WRITTEN REQUEST: Switch "Precisely locate" to "Pinpoint" throughout the records below, leave everything else unchanged, and write the records out again without the pictures.

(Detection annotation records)
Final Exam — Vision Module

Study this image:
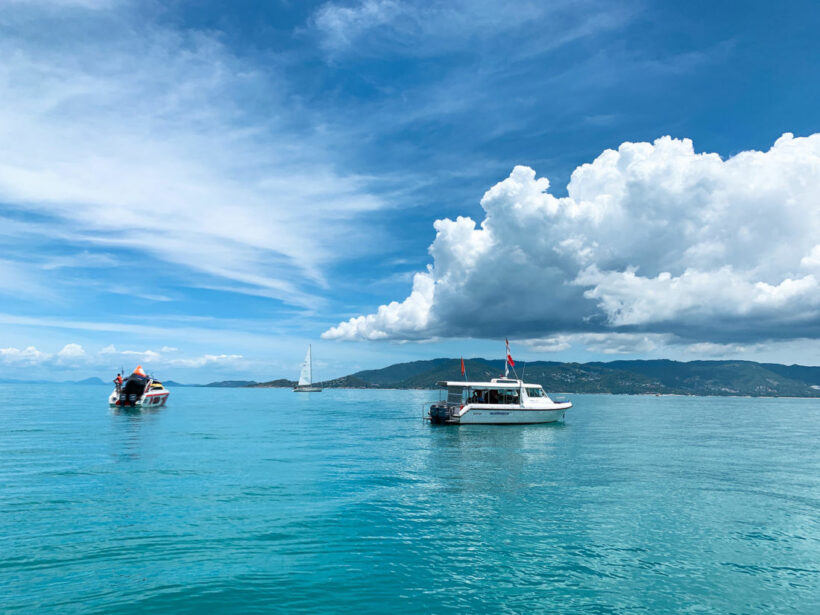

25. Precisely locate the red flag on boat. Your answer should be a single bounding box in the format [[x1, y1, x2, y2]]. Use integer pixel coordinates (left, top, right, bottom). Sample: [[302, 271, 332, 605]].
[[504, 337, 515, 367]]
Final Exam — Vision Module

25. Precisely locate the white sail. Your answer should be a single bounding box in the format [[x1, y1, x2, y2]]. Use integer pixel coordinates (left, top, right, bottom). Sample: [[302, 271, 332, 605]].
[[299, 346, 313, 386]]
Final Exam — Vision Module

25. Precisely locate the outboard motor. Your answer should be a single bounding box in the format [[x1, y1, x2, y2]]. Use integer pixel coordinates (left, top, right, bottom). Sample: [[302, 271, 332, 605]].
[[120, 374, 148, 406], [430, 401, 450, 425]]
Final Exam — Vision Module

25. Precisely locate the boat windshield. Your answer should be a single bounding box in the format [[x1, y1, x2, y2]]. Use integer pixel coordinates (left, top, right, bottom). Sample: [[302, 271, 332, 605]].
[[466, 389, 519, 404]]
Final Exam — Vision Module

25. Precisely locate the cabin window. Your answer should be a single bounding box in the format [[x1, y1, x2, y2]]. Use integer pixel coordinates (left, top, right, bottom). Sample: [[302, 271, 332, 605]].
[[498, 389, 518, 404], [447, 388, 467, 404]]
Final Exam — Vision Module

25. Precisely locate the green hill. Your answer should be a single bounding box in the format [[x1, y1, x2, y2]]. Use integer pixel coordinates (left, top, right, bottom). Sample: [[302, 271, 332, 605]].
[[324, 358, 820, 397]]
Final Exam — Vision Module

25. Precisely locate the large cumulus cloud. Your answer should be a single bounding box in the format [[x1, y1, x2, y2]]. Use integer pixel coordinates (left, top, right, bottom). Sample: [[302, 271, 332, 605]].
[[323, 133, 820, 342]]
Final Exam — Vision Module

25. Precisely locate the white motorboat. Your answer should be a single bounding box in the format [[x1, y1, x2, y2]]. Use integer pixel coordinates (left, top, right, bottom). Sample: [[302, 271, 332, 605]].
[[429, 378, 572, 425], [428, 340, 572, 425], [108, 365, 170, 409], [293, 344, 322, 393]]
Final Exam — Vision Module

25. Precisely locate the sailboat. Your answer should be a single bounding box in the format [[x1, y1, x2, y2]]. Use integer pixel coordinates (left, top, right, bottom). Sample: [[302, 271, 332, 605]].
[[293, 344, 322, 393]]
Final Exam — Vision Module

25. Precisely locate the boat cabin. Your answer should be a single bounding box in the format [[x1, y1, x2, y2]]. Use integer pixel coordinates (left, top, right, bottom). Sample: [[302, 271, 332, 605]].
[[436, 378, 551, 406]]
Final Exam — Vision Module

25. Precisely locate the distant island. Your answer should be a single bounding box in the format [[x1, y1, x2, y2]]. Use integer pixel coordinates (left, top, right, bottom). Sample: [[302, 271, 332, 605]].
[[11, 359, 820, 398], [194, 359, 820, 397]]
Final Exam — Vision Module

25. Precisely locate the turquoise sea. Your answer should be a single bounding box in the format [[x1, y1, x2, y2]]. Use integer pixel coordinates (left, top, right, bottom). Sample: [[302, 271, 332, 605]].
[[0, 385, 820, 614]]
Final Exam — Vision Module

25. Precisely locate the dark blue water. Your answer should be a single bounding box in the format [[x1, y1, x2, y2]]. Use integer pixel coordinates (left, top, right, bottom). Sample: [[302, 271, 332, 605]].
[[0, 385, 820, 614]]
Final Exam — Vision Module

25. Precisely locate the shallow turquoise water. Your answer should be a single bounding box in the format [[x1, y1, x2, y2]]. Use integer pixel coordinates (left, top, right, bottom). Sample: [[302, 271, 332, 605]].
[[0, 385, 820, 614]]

ANSWER TO THE TASK:
Final Exam — Vision Module

Study this image:

25. Pinpoint the red flag on boat. Your answer should be a single bounding box in the format [[x1, y1, x2, y2]]. Use integer pixel coordinates (left, top, right, bottom). Sample: [[302, 271, 332, 605]].
[[504, 337, 515, 367]]
Final Exam — Vision Module

25. Pinpoint the white sail. Your answer should be a single bounding box in the format [[x1, y1, x2, y2]]. Use integer pixel coordinates (left, top, right, bottom). Sample: [[302, 271, 332, 605]].
[[299, 346, 313, 386]]
Final Exam — Vision Module

25. Pinpoint the outboard motor. Your answer should be a single bounding box in the format [[x1, y1, x2, y2]]. Use integer pixel coordinates (left, top, right, bottom). Sample: [[302, 271, 332, 605]].
[[120, 374, 148, 406], [430, 401, 450, 425]]
Final Exam — Vision Module

25. Pinpoint the boat windshield. Your answer should be a single bounding box in the format [[x1, y1, x2, y2]]. Use integer pixel coordinates (left, top, right, bottom). Sample: [[302, 271, 332, 605]].
[[466, 389, 519, 404]]
Final Exam — Vision Module

25. Pinpoint the cabin window. Your answer should be a single bounding box in the format [[x1, y1, x2, y2]]. Use integer pixel coordinates (left, top, right, bottom). Sample: [[302, 271, 332, 605]].
[[498, 389, 518, 404], [447, 388, 467, 404]]
Final Exam — Vision Module

25. Pinpoint the green hill. Your answer should be a single bounding box in the format [[x1, y1, x2, y2]]. Use integer pixel coordinates (left, top, right, bottom). Sample: [[302, 271, 332, 605]].
[[324, 358, 820, 397]]
Final Exam — Vision Module

25. Pinpoint the large cumulus cloud. Your answer should be a single bounding box in the format [[x1, y1, x2, y2]]. Use integer pixel coordinates (left, top, right, bottom). Sample: [[302, 271, 332, 605]].
[[323, 133, 820, 342]]
Final Exam — Vision Module

25. Pinpoint the white motorboat. Your answer should be a single bounding box in the format [[x1, y1, x2, y2]]. Use integer pixel coordinates (left, top, right, bottom). Sample: [[302, 271, 332, 605]].
[[429, 378, 572, 425], [428, 340, 572, 425], [108, 365, 170, 409], [293, 344, 322, 393]]
Final Exam — Vision Module

25. Pinpoint the sailboat. Your answer should be a single bounding box in the format [[x1, y1, x2, y2]]. Use integer pixel coordinates (left, top, right, bottom). Sample: [[302, 271, 332, 605]].
[[293, 344, 322, 393]]
Final Exam — Vision Module

25. Pinpoint the boat cabin. Your answer should be a single bounding box in the format [[x1, y1, x2, y2]]. Use integer pixel coordinates (left, top, right, bottom). Sample: [[302, 271, 332, 605]].
[[436, 378, 551, 406]]
Final Exam — Vision Module

25. Pinpoint the distant island. Your answer should be a single bounding box in the format [[x1, y1, x2, y2]]. Use integer pixel coordinates (left, top, right, bottom). Sample: [[302, 271, 332, 605]].
[[11, 359, 820, 398], [194, 359, 820, 397]]
Final Exam — Vision Module

25. Pinpoint the turquoise sea. Your answer should be a single bounding box in the format [[x1, y1, x2, y2]]. Use integer pixel coordinates (left, top, right, bottom). Sample: [[302, 271, 332, 605]].
[[0, 385, 820, 614]]
Final Exam — Vision Module

25. Pinpoint the dark blue water. Your answer should be a single bounding box in the format [[x1, y1, x2, y2]]. Use integer pixel coordinates (left, top, right, bottom). Sample: [[302, 271, 332, 605]].
[[0, 385, 820, 614]]
Final Exam — Vision Module

25. Pinpoint the shallow turquoise water. Your answer should be a single bounding box in the format [[x1, y1, x2, y2]]. Use integer pixel coordinates (left, top, right, bottom). Sample: [[302, 271, 332, 605]].
[[0, 385, 820, 614]]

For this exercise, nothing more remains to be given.